▶ What the task asks: Update the records below by changing every "Found at" to "Located at" and leaving all other text as it is.

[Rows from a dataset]
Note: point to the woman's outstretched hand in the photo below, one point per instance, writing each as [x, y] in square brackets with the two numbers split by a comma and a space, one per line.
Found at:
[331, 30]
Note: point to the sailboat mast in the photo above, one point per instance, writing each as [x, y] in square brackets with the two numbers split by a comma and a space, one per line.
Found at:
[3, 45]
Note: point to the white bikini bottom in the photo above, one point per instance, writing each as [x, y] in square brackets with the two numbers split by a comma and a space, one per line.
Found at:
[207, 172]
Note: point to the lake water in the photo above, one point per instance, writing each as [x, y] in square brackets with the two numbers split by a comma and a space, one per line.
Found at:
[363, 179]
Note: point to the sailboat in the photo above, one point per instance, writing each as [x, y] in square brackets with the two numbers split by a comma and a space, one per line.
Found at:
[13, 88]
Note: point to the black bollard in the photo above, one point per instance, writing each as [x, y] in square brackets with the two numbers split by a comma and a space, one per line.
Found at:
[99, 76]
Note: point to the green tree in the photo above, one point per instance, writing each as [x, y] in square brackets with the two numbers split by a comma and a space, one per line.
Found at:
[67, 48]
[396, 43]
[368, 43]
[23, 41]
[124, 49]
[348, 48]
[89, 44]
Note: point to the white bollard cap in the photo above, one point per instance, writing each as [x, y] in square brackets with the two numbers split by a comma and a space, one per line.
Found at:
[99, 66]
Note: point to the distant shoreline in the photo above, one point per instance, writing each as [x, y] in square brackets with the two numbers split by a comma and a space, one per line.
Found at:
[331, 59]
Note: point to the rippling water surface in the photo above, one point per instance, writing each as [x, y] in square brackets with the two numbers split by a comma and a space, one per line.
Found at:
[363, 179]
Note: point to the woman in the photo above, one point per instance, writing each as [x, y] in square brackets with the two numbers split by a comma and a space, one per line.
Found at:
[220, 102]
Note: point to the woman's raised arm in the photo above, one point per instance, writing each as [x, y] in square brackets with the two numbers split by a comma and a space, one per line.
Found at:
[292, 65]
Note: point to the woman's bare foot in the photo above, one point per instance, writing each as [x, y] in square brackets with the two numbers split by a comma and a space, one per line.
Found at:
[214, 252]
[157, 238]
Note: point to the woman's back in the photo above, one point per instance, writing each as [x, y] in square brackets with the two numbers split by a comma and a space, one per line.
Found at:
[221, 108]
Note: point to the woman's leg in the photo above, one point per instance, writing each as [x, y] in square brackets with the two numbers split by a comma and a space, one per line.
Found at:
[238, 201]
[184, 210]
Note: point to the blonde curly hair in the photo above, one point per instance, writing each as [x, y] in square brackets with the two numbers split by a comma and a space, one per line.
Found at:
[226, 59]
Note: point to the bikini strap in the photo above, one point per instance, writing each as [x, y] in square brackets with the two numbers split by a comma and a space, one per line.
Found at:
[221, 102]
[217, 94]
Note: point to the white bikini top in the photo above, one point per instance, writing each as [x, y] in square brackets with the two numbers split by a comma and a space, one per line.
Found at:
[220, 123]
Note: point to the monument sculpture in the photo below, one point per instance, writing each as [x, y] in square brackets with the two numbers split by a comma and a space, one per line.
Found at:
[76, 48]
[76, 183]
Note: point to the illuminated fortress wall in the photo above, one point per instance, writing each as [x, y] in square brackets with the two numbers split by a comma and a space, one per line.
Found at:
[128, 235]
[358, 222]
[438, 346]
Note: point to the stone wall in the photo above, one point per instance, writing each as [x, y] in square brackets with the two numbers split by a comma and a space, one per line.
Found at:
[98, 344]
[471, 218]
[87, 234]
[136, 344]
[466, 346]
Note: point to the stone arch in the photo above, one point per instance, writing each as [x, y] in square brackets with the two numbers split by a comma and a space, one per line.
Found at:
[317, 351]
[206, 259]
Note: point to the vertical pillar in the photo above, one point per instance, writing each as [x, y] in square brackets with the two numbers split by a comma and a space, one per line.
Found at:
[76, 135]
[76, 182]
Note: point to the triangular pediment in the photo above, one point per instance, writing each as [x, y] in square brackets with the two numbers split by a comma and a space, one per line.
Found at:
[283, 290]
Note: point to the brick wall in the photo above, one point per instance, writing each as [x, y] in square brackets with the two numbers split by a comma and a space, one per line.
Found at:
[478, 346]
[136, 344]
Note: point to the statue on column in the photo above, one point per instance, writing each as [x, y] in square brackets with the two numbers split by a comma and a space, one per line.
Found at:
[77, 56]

▶ The result:
Note: point to the woman's outstretched hand in the photo below, one point per instance, writing each as [x, y] in square brackets with the two numbers split by a comma and a space, one per line.
Located at:
[331, 30]
Note: point to the sailboat mast in the photo above, one point per instance, writing each as [x, y] in square brackets with the two numbers split by a comma and a space, one per line.
Located at:
[3, 45]
Note: point to the white bikini bottom in the photo above, one point per instance, writing each as [x, y] in square brackets with the two numbers split by a comma and a space, one per line.
Located at:
[207, 172]
Note: point to the lake water in the photo above, one point per instance, writing each as [x, y] in square brackets with the two numbers split by a comma and a space, one per line.
Located at:
[363, 179]
Note: point to the sailboat in the photo above, one point per instance, writing each as [x, y] in square brackets with the two numbers split by a comma and a space, one per line.
Located at:
[13, 88]
Note: point to the black bollard in the photo above, one point per instance, writing each as [x, y] in square brackets with the two numbers split by a comma and a space, one per line.
Located at:
[99, 76]
Note: point to the green tree in the photo above, one point per instance, writing each as [x, y] in square brackets with the two numbers split by a comma and a space, one per line.
Located at:
[67, 48]
[396, 43]
[368, 43]
[23, 41]
[124, 49]
[348, 48]
[89, 44]
Note: point to the white bollard cap in the photo above, one point per instance, writing each as [x, y] in square brackets with the two numbers split by a comma and a space, one per line.
Located at:
[99, 66]
Note: point to the distant shoreline in the photo above, one point per instance, writing each as [x, y] in square brackets with the two numbers split by a comma and a space, one per line.
Located at:
[331, 59]
Note: point to the rippling water surface in the photo above, one point per instance, writing each as [x, y] in square brackets with the two numbers split by a comma and a space, one per line.
Located at:
[363, 179]
Note: point to the woman in the photo above, one point per instance, writing each as [x, y] in square brackets with the two numbers split by a comma and a space, one per line.
Located at:
[220, 102]
Note: point to the woman's raised arm in the photo above, one point per instance, writing each as [x, y] in square brackets with the two numbers split by a comma and a space, one per line.
Located at:
[292, 65]
Note: point to the woman's bare foot in the photo above, one point per instance, writing each as [x, y] in square brackets with the two numbers split by a comma and a space, one per line.
Located at:
[214, 252]
[157, 238]
Note: point to the woman's back in the photo above, one point per instance, writing each as [x, y] in square brackets with the two numbers split by a comma and a space, one per line.
Located at:
[221, 108]
Note: point to the woman's leg in the photo above, one point per instance, writing each as [x, y] in square brackets with the two numbers split by a comma and a space, one per line.
Located at:
[238, 201]
[184, 210]
Note: point to the blonde curly hair in the photo above, one point per instance, writing each as [x, y] in square brackets with the two numbers split by a comma and a space, one per line.
Located at:
[226, 59]
Note: point to the bikini strap in the photo above, one point per instance, writing each as [x, y] in square brackets with the two numbers split by a comma and a space, one per line.
Located at:
[221, 102]
[217, 94]
Note: point to the white bikini top in the photo above, one point per instance, writing each as [x, y] in square brackets with the two numbers split by a comma and a space, one per line.
Located at:
[220, 123]
Note: point to the monument sculpture in the photo below, one point per instance, writing each as [x, y] in square brackets with the two numbers split by a comma and a space, one per line.
Located at:
[76, 48]
[76, 183]
Note: point to the illuminated fortress wall in the photo above, one point per instance, writing each as [x, y] in square brackets with the two numbers split by a comma and a space, one per line.
Located at:
[128, 235]
[358, 222]
[438, 346]
Note: point to the stone wall in the photo above, one point per instance, writing each as [x, y] in square brackets with the two numbers split by a comma and a space, one per line.
Located at:
[98, 344]
[471, 218]
[87, 234]
[136, 344]
[466, 346]
Note: point to the stone arch in the photo above, one point per instance, writing each as [x, y] in square brackets with the two numbers split by a comma and a space, one per line.
Located at:
[317, 351]
[206, 259]
Note: point to the vertical pillar in the photo above, one point per instance, writing each as [x, y] in square brackets with the two numbers split by a comma and a space, one per line.
Located at:
[76, 135]
[76, 182]
Note: point to the triangular pediment in the photo above, one point per instance, writing each as [x, y] in square brackets with the two numbers split by a comma and a space, one per line.
Located at:
[283, 290]
Note: point to the brick wall in the photo above, one point per instance, writing each as [x, y] in square brackets with the two numbers split by a comma and a space, one per line.
Located at:
[478, 346]
[136, 344]
Note: point to the statue on column in the photo above, one point per instance, writing each as [x, y] in square brackets with the two numbers split by a comma and a space, one per line.
Located at:
[77, 56]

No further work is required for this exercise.